Exercise objective = Return each line of the material below that contains the word "Locate", copying every such line in full.

Data provided =
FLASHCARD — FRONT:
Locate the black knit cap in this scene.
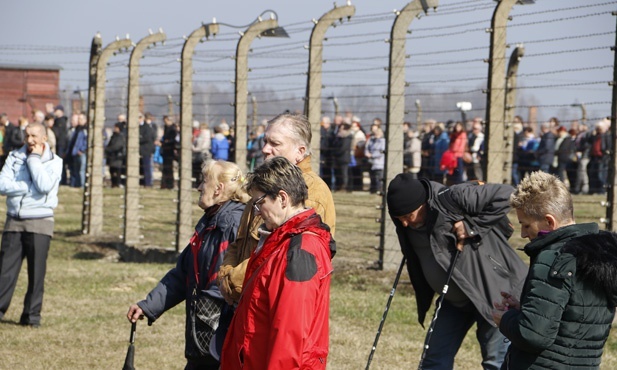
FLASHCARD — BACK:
--
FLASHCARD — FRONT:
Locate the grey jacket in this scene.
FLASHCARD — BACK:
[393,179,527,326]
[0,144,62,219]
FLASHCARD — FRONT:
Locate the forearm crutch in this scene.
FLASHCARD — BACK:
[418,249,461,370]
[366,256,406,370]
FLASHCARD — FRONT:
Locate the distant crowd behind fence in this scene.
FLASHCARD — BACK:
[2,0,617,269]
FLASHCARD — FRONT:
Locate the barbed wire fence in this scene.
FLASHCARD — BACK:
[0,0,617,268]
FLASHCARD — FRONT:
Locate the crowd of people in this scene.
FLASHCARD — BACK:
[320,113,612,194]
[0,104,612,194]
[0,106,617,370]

Correct answer =
Locate the black knit cap in this scene.
Locate the grey jacket in this scene.
Locate the forearm crutch in this scene.
Locate the distant crowd behind fence in this scene.
Locate the barbed wire fence in this scene.
Locate the crowd of people in this scene.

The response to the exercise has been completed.